::: Data provided

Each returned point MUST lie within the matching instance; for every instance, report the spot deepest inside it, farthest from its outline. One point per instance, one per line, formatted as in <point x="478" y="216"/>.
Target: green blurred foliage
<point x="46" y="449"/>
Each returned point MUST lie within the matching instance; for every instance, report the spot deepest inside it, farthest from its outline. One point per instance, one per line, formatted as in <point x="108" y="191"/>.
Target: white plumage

::::::

The response has to match the data exactly, line for line.

Each returned point MUST lie within the matching instance; for every instance, report the spot deepest inside it, farthest from its outline. One point per instance, one per line, formatted as in <point x="478" y="216"/>.
Target: green blurred foliage
<point x="46" y="449"/>
Each returned point MUST lie within the matching instance; for every instance, report the spot deepest inside it, farthest from its outline. One point per instance, one per line, formatted as in <point x="108" y="191"/>.
Target: white plumage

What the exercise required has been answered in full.